(Instructions for the task): Only the pictures should be dropped; every line of the data must come back exactly as written.

(Extracted data):

****

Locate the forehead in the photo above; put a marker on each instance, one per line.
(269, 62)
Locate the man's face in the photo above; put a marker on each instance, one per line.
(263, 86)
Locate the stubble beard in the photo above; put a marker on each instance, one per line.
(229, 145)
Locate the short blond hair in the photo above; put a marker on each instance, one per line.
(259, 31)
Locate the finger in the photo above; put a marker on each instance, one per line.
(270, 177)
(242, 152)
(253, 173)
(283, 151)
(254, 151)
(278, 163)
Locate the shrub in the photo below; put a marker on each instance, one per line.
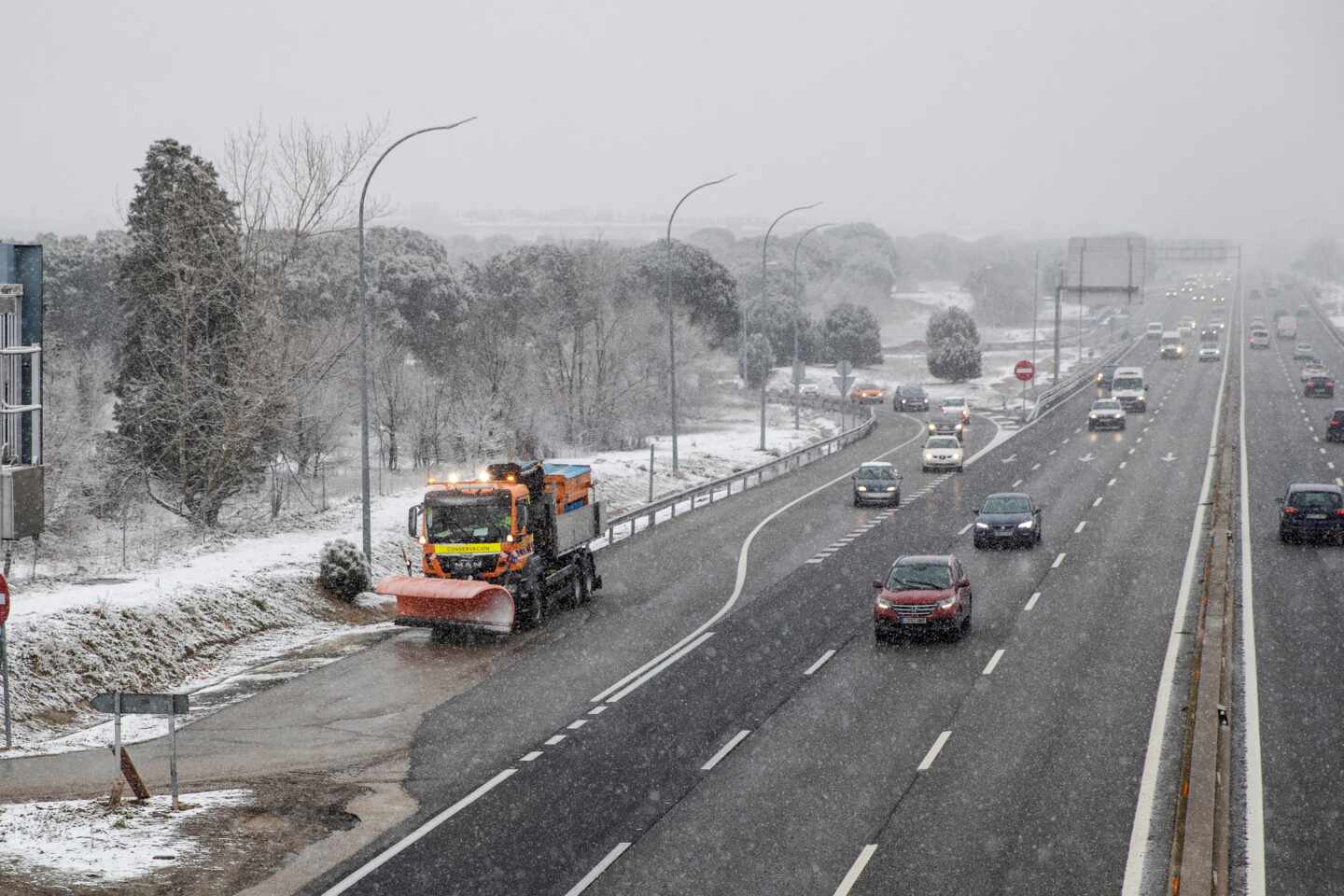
(343, 569)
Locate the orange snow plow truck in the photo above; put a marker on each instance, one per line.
(501, 551)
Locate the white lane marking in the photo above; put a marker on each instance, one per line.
(371, 865)
(1250, 675)
(724, 749)
(742, 575)
(1147, 801)
(597, 869)
(993, 661)
(820, 663)
(855, 869)
(933, 751)
(623, 692)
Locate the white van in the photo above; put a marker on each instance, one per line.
(1129, 388)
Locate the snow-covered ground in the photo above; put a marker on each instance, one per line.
(220, 620)
(50, 844)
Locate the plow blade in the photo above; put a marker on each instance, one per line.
(451, 603)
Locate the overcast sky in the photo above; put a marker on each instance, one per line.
(1170, 117)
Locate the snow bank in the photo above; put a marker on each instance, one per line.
(82, 841)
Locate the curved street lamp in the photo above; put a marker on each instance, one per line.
(765, 245)
(366, 523)
(668, 290)
(797, 308)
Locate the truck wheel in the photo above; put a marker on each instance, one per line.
(531, 608)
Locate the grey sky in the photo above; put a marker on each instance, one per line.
(1053, 117)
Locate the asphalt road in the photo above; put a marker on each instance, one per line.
(656, 789)
(1298, 638)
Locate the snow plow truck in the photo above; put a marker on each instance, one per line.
(501, 551)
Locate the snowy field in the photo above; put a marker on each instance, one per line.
(51, 844)
(222, 620)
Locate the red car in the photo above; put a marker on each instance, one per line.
(922, 593)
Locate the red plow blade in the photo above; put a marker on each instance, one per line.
(451, 603)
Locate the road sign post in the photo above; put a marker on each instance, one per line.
(1025, 371)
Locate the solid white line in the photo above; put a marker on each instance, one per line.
(933, 751)
(625, 692)
(1250, 675)
(742, 574)
(724, 749)
(597, 869)
(993, 661)
(855, 869)
(820, 663)
(371, 865)
(1141, 831)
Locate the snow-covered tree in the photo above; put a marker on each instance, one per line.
(953, 345)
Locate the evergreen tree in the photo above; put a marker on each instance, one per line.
(953, 345)
(195, 403)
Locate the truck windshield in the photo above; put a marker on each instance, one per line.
(469, 522)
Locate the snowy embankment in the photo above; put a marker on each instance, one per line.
(199, 618)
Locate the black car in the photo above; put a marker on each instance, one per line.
(909, 398)
(1319, 387)
(876, 483)
(947, 425)
(1335, 427)
(1310, 511)
(1005, 519)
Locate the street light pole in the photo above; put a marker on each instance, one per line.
(671, 330)
(366, 522)
(797, 309)
(765, 246)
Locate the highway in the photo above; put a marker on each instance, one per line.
(779, 749)
(1297, 651)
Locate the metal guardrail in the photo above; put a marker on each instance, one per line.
(643, 519)
(1078, 379)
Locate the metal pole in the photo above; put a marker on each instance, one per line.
(765, 245)
(666, 281)
(173, 758)
(5, 682)
(797, 312)
(366, 522)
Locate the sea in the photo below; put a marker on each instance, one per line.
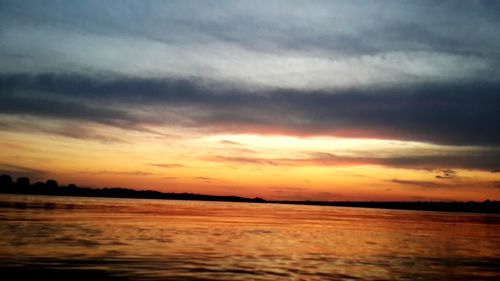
(78, 238)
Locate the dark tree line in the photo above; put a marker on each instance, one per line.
(51, 187)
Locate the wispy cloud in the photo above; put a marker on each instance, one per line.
(427, 184)
(168, 165)
(487, 160)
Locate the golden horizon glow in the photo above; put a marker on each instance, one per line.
(250, 165)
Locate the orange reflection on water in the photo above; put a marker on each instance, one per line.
(160, 239)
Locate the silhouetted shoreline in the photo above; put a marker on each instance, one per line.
(51, 187)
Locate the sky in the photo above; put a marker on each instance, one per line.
(289, 100)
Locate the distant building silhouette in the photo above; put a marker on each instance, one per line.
(23, 182)
(51, 184)
(5, 181)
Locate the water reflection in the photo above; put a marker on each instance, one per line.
(135, 239)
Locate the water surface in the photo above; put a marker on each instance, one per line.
(140, 239)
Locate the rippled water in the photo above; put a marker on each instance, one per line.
(136, 239)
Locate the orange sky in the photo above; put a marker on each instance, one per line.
(268, 166)
(320, 100)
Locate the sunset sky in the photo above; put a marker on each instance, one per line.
(316, 100)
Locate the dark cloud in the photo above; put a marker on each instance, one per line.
(454, 114)
(168, 165)
(446, 174)
(427, 184)
(487, 160)
(21, 171)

****

(Reply):
Locate the forehead in the photo above; put a marker on each instance, one per line.
(269, 62)
Locate the man's face in the photo above; put a marker on each instance, one per line.
(263, 86)
Locate the stubble beard in the photo above; put a marker on each instance, one per line.
(229, 145)
Locate the short blond hair in the photo above; put a marker on each instance, one per line.
(259, 31)
Locate the finger in the photo above; put a marker on each instance, one per line.
(270, 177)
(242, 152)
(253, 173)
(283, 151)
(254, 151)
(278, 163)
Locate the shrub in the photo below; put a marker on each instance, one per line.
(343, 569)
Locate the orange snow plow truck in the photo above; put a marker on each instance, one per line.
(501, 551)
Locate the white lane marking in the photo above; put a marker on each instance, one per line.
(371, 865)
(1250, 675)
(724, 749)
(742, 575)
(1147, 801)
(597, 869)
(993, 661)
(820, 663)
(855, 869)
(933, 751)
(623, 692)
Locate the white van in the photo above; put a marker on each instance, one per line.
(1129, 388)
Locate the snow-covered ground in the photo above; put a marker on each instance, one per line.
(220, 620)
(50, 844)
Locate the plow blade in the photo above; put a marker on each instance, one per line.
(451, 603)
Locate the overcast sky in the photo above; put a marker on each instance, one per line.
(1170, 117)
Locate the snow bank in the photo above; put a marker on each instance, one per line.
(82, 841)
Locate the curved street lamp in the photo above; put a marker on each instance, one per line.
(765, 245)
(366, 523)
(668, 290)
(797, 308)
Locate the truck wheel in the photo above; put a marker on each instance, one per line.
(531, 608)
Locate the grey sky in the photo above; put a marker on each instance, one per line.
(1053, 117)
Locate the asphalt road in the photo above; put a marker on each instance, one per line.
(656, 789)
(1298, 638)
Locate the snow plow truck in the photo above; put a marker on each instance, one per line.
(501, 551)
Locate the snowy field in the photo above; put a marker on each instance, one per line.
(51, 844)
(222, 620)
Locate the red car in the photo above; put a marker on each instance, one per line.
(922, 593)
Locate the red plow blade in the photo above; put a marker on each instance, one per line.
(451, 603)
Locate the road sign post in the photo above; put a marker on each instance, one per line.
(1025, 371)
Locate the solid white line in the photo above; put a marker on each instance, one per line.
(933, 751)
(625, 692)
(1250, 675)
(742, 574)
(724, 749)
(597, 869)
(993, 661)
(855, 869)
(820, 663)
(371, 865)
(1141, 831)
Locate the snow-covered tree in the photo above; put a marker on each instance, one per line.
(953, 345)
Locate the evergreen tree in the photo above; put a marker on each instance, one per line.
(953, 345)
(195, 403)
Locate the truck windshield in the photo above; put a marker on each instance, one per line.
(469, 522)
Locate the snowy embankment in the photo above; put a marker on each instance, one per line.
(199, 618)
Locate the black car in the photo above; put a marker on each instance, one per line.
(909, 398)
(1319, 387)
(876, 483)
(947, 425)
(1335, 427)
(1310, 511)
(1005, 519)
Locate the street light pole in the photo above; put a marker on each instance, one per line.
(671, 330)
(366, 522)
(797, 309)
(765, 246)
Locate the highway in the photo above; put a marker on each instance, one per line.
(779, 749)
(1297, 651)
Locate the metal guardrail in the photo above; put a marker on each instance, one per line.
(643, 519)
(1078, 379)
Locate the metal pole in the photo above; put a marker on each instance, one per line.
(765, 245)
(666, 281)
(173, 758)
(5, 682)
(797, 312)
(366, 522)
Locate the sea in the photo below; put a marker on each instance, one per line.
(78, 238)
Locate the dark tree line in the photo above; put a marker on each instance, one per line.
(51, 187)
Locate the wispy cloud in the photo above; put a marker on each instance, one per line.
(427, 184)
(168, 165)
(487, 160)
Locate the golden horizon glow in the photo above; put a marker on each instance, one per line.
(250, 165)
Locate the orange reflection on water in the photo above; put a marker on each instance, one per line.
(160, 239)
Locate the silhouetted shoreline in the photo above; put a marker on each instance, one per line.
(51, 187)
Locate the sky in the photo above; put a marker on each instance, one per line.
(289, 100)
Locate the distant building silhouette in the photo above; put a marker on each instance, one per line.
(23, 182)
(51, 184)
(5, 181)
Locate the water reflection in the photo above; put a marker on each instance, one per line.
(135, 239)
Locate the water surface in the photo above; put a marker on each instance, one per line.
(140, 239)
Locate the rippled water in the photo above; put a marker on each instance, one per line.
(136, 239)
Locate the orange sky in the photo above; put a marker on each instance, one per line.
(268, 166)
(320, 100)
Locate the sunset sky in the photo above; put a marker on each instance, one per line.
(316, 100)
Locate the dark cloud in the photo above; put a marker on each instance, one per line.
(454, 114)
(168, 165)
(446, 174)
(427, 184)
(487, 160)
(21, 171)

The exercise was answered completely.